*** Opening of PROVIDED DATA ***
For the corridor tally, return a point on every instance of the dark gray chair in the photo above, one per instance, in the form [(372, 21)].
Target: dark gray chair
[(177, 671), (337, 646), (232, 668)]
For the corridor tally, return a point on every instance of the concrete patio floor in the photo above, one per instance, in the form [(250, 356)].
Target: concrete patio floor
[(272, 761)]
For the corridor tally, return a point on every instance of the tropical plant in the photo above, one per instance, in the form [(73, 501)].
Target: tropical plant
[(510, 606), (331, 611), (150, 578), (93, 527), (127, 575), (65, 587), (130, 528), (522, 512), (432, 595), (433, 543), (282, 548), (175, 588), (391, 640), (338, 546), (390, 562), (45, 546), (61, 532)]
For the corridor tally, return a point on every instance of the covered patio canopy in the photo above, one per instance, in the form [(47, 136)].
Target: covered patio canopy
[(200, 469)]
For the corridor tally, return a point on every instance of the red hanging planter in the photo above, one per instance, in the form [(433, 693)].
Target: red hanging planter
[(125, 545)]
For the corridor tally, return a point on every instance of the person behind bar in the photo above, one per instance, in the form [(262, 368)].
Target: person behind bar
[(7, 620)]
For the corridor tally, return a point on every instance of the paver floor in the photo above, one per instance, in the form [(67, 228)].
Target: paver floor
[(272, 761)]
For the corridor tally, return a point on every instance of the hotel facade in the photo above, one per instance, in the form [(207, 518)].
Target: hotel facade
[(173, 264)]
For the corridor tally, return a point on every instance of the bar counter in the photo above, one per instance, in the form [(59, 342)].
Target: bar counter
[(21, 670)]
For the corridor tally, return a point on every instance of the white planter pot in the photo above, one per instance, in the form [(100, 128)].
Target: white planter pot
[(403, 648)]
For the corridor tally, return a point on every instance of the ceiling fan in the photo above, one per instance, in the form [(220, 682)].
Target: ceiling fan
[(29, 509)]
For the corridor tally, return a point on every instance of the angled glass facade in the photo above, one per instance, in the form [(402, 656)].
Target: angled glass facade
*** Close of PROVIDED DATA ***
**WORK ORDER:** Each line in the data that holds the word "angled" must be copied.

**RESPONSE:**
For the corridor tally, return a point on every instance of the angled glass facade in the photo above, one per instance, in the form [(402, 656)].
Target: angled glass facade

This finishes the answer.